TO-DO LIST
(a) According to the notes on pod and container monitoring, which library does cAdvisor use to scrape cgroupfs?
(b) Pick up the notes on pod and container monitoring after their final line and write the section that follows.

TEXT SHOWN
--- begin ---

Making Sense of Your Vital Signals - The Future of Pod and Containers Monitoring

created : 2023-08-27T06:49:49+00:00
modified : 2023-08-27T07:27:34+00:00

kubecon observability
  • https://events.linuxfoundation.org/kubecon-cloudnativecon-europe/program/schedule/
  • https://www.youtube.com/watch?v=w6PeNpPhIF8&t=1s&ab_channel=CNCF%5BCloudNativeComputingFoundation%5D

You were paged! Why!?

  • Observability:
    • Understand resource usage, changes with deployments, rollouts
    • Identify issues and unexpected behavior with applications
    • Alerting on unexpected conditions
  • SLO/SLIs
  • Node stability:
    • Kubelet subcomponents:
      • (e.g. eviction manager) depend on metrics to understand which pods to evict:
        • e.g. pod that over consumes ephemeral storage will be evicted

There’s a lot of metrics in k8s…

  • Node Level Metrics (i.e. node-exporter)
  • Kubernetes component metrics (e.g. api-server, controller manager, scheduler, kubelet etc)
  • Derived metrics from API resources( e.g. kube-state-metrics)
  • Pod and Containers [Workload] metrics

  • Today we will be focusing on Pod and Containers [Workload} metrics]

cAdvisor Humble Beginning

What is cAdvisor?

  • Provides observability for containerized workloads:
    • Scrapes and collects containers running on the node
    • Parses the information and provides in multiple formats
    • “In tree” support for docker, containerd, CRI-O
    • Uses runc’s libcontainer library to scrape cgroupfs
  • cAdvisor can be used in:
    • “standalone mode” - Run as daemonset
    • “library” - Use it as a library from golang
  • Kubelet depends on cAdvisor as a library

There’s quite a few metrics

Where do the workload metrics come from?

--- end ---

INFORMATION SUPPLIED
--- begin ---

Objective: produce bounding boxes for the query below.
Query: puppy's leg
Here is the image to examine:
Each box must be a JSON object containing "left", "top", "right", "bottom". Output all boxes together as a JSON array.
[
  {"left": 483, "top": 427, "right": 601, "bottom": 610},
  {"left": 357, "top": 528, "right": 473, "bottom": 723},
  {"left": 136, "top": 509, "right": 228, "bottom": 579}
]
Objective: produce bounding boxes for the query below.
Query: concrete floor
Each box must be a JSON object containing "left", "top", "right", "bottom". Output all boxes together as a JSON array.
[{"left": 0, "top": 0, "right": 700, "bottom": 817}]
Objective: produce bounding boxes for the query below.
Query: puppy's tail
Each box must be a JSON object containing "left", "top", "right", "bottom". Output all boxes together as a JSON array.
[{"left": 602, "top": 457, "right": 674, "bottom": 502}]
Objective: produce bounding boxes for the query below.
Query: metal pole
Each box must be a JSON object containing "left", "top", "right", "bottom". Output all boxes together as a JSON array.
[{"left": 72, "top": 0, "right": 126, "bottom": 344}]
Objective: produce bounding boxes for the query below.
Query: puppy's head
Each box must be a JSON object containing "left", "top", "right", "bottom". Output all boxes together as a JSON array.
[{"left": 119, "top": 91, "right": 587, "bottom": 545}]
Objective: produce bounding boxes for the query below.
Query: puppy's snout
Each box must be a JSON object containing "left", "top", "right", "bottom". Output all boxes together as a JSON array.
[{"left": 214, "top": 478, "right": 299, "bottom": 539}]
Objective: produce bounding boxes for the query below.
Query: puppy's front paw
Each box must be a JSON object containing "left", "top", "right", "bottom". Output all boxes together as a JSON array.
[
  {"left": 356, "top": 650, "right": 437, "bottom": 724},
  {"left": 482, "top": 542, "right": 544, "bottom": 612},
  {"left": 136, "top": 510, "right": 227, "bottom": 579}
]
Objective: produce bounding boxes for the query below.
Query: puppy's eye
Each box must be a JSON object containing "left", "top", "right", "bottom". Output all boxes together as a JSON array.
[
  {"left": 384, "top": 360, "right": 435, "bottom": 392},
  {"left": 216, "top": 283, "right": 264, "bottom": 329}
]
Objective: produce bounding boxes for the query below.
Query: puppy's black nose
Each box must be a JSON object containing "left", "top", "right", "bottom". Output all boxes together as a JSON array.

--- end ---

TASK-BY-TASK ANSWERS
(a) It uses runc's libcontainer library.

(b)
  • cgroups [v1 & v2]
    • Linux Kernel feature that provides ability to:
      • Group a set of process hierarchically
      • Set of controllers (cpu, memory, io, etc…) to manage and limit resources in groups and provide monitoring
    • Allow us to:
      • Limit usage of group of process (amount of CPU or memory or pids).
      • Measure resource usage for a group of processes

A Day in the Life of a Metric

  • Cgroup value -> runc libcontainer -> cAdvisor -> /metrics/cadivsor, /stats/summary

How is cAdvisor exposed today

  • Kubelet exposes the cAdvisor metrics via:
    • /metrics/cadvisor (direct prometheus)
      • kubectl get --raw "/api/v1/nodes/kind-worker/proxy/metrics/cadvisor"
    • /stats/summary (json)
      • kubectl get --raw "/api/v1/nodes/kind-worker/proxy/stats/summary"
  • Kubelet also depends on cAdvisor for:
    • Gathering node level stats
    • Eviction Manager

Case study

CPU

  • For each resource (cpu, memory, IO, storage) consider:
    • Utilization: the average time that the resource was busy servicing work
    • Saturation: the degree to which the resource has extra work which it can’t service, often queued
    • Errors (if applicable)

CPU Requests & Limits

  • Requests: Minimum Floor for CPU - you will always get CPU request
  • Limtis: Ceiling for CPU - you will be throttled going above
  • How does it work?:
    • CPU Shares
    • CFS Bandwidth Control:
      • CPU Quota [time slice] and CPU Period (100 ms)
  • rate(container_cpu_usage_seconds_total)

CPU Saturation

  • What container workload metrics measuring throttling?:
    • container_cpu_cfs_periods_total
    • container_cpu_cfs_throttled_period_total
  • Throttled Percentage = Throttled Periods / Total Periods

CPU throttling

  • How do we fix it?: Increase the CPU limit (and requests)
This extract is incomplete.